# Recorded data start

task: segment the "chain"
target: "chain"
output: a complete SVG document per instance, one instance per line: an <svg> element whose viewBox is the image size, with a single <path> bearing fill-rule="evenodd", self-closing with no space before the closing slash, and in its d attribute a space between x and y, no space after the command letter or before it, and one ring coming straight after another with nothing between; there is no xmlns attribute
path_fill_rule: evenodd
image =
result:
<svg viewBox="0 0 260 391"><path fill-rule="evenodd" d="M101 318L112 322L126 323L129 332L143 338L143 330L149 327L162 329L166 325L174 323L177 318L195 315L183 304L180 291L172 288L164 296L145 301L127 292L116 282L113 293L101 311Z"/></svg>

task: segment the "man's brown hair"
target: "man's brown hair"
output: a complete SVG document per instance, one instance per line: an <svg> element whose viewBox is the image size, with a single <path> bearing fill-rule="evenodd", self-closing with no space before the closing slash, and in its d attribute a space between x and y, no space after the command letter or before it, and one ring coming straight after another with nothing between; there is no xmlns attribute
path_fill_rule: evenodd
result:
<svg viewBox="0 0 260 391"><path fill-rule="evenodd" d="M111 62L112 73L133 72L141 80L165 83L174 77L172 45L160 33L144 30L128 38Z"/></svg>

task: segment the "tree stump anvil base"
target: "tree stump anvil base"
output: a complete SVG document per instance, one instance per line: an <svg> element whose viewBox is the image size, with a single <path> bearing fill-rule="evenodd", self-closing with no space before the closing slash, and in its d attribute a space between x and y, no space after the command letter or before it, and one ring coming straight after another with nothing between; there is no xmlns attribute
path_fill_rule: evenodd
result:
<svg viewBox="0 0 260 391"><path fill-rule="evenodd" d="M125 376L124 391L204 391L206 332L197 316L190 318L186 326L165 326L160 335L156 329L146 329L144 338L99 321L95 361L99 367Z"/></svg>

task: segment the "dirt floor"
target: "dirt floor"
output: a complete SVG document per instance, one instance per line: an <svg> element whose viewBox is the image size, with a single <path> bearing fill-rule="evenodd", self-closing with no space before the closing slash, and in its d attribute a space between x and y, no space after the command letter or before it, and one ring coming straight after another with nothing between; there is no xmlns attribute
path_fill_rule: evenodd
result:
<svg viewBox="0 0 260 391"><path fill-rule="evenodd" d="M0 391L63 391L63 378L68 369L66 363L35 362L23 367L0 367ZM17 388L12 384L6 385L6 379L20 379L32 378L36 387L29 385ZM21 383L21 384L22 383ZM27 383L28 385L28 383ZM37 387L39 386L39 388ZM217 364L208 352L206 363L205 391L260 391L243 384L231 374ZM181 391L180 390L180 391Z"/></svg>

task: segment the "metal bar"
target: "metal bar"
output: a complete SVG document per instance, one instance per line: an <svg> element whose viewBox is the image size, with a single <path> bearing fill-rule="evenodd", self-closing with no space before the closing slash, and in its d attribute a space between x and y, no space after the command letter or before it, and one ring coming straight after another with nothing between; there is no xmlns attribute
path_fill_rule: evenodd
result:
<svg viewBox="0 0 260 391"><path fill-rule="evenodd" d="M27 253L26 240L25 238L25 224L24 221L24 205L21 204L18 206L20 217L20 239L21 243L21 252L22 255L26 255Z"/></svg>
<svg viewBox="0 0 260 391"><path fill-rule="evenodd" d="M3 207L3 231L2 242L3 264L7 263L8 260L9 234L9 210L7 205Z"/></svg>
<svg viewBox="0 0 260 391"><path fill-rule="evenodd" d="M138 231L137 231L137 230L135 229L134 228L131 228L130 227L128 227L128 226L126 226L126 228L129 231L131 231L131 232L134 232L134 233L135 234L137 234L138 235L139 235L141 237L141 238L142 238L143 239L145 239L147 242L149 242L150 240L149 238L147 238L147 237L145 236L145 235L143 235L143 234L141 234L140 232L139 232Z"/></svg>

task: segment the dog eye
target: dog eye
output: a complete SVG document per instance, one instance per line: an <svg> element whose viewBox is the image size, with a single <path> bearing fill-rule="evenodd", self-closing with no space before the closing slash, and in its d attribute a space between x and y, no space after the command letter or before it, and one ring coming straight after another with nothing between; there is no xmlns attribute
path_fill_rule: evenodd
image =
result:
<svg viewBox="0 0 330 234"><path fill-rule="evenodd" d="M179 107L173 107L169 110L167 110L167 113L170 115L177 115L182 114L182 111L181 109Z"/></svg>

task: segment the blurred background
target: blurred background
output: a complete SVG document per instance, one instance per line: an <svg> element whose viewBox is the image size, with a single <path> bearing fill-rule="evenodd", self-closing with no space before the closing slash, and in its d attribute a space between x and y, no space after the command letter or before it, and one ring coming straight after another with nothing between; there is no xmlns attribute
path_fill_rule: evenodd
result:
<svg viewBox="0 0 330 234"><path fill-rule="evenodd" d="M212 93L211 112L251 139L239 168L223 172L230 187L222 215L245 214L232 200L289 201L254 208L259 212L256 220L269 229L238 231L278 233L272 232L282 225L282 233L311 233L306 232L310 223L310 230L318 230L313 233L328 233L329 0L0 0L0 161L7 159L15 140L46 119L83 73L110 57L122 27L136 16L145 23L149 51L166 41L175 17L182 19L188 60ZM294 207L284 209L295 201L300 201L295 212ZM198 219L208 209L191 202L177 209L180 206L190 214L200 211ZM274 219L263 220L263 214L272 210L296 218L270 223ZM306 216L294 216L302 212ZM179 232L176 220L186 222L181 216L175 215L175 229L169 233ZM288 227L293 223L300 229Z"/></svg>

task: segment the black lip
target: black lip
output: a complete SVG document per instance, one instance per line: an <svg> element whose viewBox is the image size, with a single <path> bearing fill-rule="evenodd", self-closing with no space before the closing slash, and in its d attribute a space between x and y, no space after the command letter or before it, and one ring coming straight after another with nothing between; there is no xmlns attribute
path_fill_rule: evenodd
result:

# Recorded data end

◆ Aim
Faithfully copy every entry, leaving nothing out.

◆ Reply to the task
task: segment the "chain"
target: "chain"
output: a complete SVG document per instance, one instance per line: an <svg> element whose viewBox is the image size, with a single <path> bearing fill-rule="evenodd", self-closing with no space before the closing slash, and in its d attribute a space between x and y, no space after the command letter or before it, and one ring coming straight after another with nothing between; there is no xmlns attribute
path_fill_rule: evenodd
image =
result:
<svg viewBox="0 0 260 391"><path fill-rule="evenodd" d="M101 318L112 322L126 323L129 332L143 338L143 330L149 327L162 329L166 325L174 323L177 318L195 315L183 304L180 291L172 288L164 296L145 301L127 292L116 282L113 293L101 311Z"/></svg>

task: segment the "man's brown hair"
target: "man's brown hair"
output: a complete SVG document per instance, one instance per line: an <svg> element whose viewBox is the image size, with a single <path> bearing fill-rule="evenodd", self-closing with no space before the closing slash, and in its d attribute a space between x and y, no space after the command letter or before it, and one ring coming straight after another with nothing between; there is no xmlns attribute
path_fill_rule: evenodd
result:
<svg viewBox="0 0 260 391"><path fill-rule="evenodd" d="M111 62L112 73L133 72L141 80L165 83L174 77L172 45L160 33L144 30L128 38Z"/></svg>

task: segment the "tree stump anvil base"
target: "tree stump anvil base"
output: a complete SVG document per instance, one instance per line: an <svg> element whose viewBox is the image size, with a single <path> bearing fill-rule="evenodd", self-closing with no space before the closing slash, and in its d attribute a space between x and y, no space after the command letter or before it, and one ring coming straight after another with nothing between; there is no xmlns attribute
path_fill_rule: evenodd
result:
<svg viewBox="0 0 260 391"><path fill-rule="evenodd" d="M125 376L124 391L204 391L206 332L197 316L190 318L186 326L165 326L160 335L156 329L146 329L144 338L99 321L95 361L99 367Z"/></svg>

task: segment the "dirt floor"
target: "dirt floor"
output: a complete SVG document per instance, one instance per line: an <svg> element whose viewBox is the image size, with a single <path> bearing fill-rule="evenodd", self-closing with no space before the closing slash, and in its d attribute a space between x and y, no space after the command letter or before it, and one ring coming straight after another with nothing between; there is no xmlns attribute
path_fill_rule: evenodd
result:
<svg viewBox="0 0 260 391"><path fill-rule="evenodd" d="M0 391L63 391L63 378L68 369L66 363L35 362L23 367L0 367ZM17 388L12 384L6 385L6 379L20 379L32 378L36 387L29 385ZM21 383L21 384L22 383ZM27 383L28 385L28 383ZM37 387L39 386L39 388ZM217 364L208 352L206 363L205 391L260 391L243 384L231 374ZM181 391L180 390L180 391Z"/></svg>

task: segment the "metal bar"
target: "metal bar"
output: a complete SVG document per instance, one instance per line: an <svg> element whose viewBox is the image size, with a single <path> bearing fill-rule="evenodd", self-closing with no space before the closing slash, and in its d attribute a space between x and y, no space after the command letter or before it, and one ring coming straight after another with nothing between; there is no xmlns attribute
path_fill_rule: evenodd
result:
<svg viewBox="0 0 260 391"><path fill-rule="evenodd" d="M27 253L26 240L25 238L25 224L24 221L24 205L21 204L18 206L20 217L20 239L21 243L21 252L22 255L26 255Z"/></svg>
<svg viewBox="0 0 260 391"><path fill-rule="evenodd" d="M3 207L3 231L2 242L3 264L7 263L8 260L9 234L9 210L7 205Z"/></svg>
<svg viewBox="0 0 260 391"><path fill-rule="evenodd" d="M138 231L137 231L137 230L135 229L134 228L131 228L130 227L128 227L128 226L126 226L126 228L129 231L131 231L131 232L134 232L134 233L135 234L137 234L138 235L139 235L141 237L141 238L142 238L143 239L145 239L147 242L149 242L150 240L149 238L147 238L147 237L145 236L145 235L143 235L143 234L141 234L140 232L139 232Z"/></svg>

task: segment the dog eye
target: dog eye
output: a complete SVG document per instance, one instance per line: an <svg> element whose viewBox is the image size, with a single <path> bearing fill-rule="evenodd", self-closing with no space before the closing slash, and in its d attribute a space between x and y, no space after the command letter or before it, and one ring coming straight after another with nothing between; there is no xmlns attribute
path_fill_rule: evenodd
image =
result:
<svg viewBox="0 0 330 234"><path fill-rule="evenodd" d="M179 107L173 107L169 110L167 110L167 113L170 115L177 115L182 114L182 111L181 109Z"/></svg>

task: segment the blurred background
target: blurred background
output: a complete SVG document per instance, one instance per line: an <svg> element whose viewBox is the image size, with a single <path> bearing fill-rule="evenodd", self-closing with no space before the closing slash, and in its d attribute a space between x and y, no space after the command letter or before it, and one ring coming straight after another with nothing between; there is no xmlns attribute
path_fill_rule: evenodd
result:
<svg viewBox="0 0 330 234"><path fill-rule="evenodd" d="M212 93L211 112L251 139L239 168L223 172L230 187L222 215L245 214L232 200L289 201L254 208L259 212L256 220L269 229L238 231L278 233L272 232L282 225L282 233L311 233L306 232L310 223L310 230L318 230L313 233L328 233L329 0L0 0L0 161L7 159L15 140L46 119L83 73L110 57L122 27L136 16L145 23L149 51L166 41L175 17L182 19L188 60ZM294 207L284 209L295 201L300 201L295 212ZM198 219L208 209L191 202L177 209L180 206L190 214L200 211ZM274 219L263 220L263 214L272 210L296 218L270 223ZM306 216L294 216L302 212ZM179 232L176 220L186 222L181 216L175 215L175 229L169 233ZM288 227L293 223L300 229Z"/></svg>

task: segment the black lip
target: black lip
output: a complete SVG document per instance, one instance per line: an <svg> element whose viewBox is the image size, with a single <path> bearing fill-rule="evenodd", self-closing with no space before the closing slash, and in its d attribute a space between x and y, no space after the command letter or before it, and one ring coming straight after another with nothing between; there is no xmlns attribute
path_fill_rule: evenodd
result:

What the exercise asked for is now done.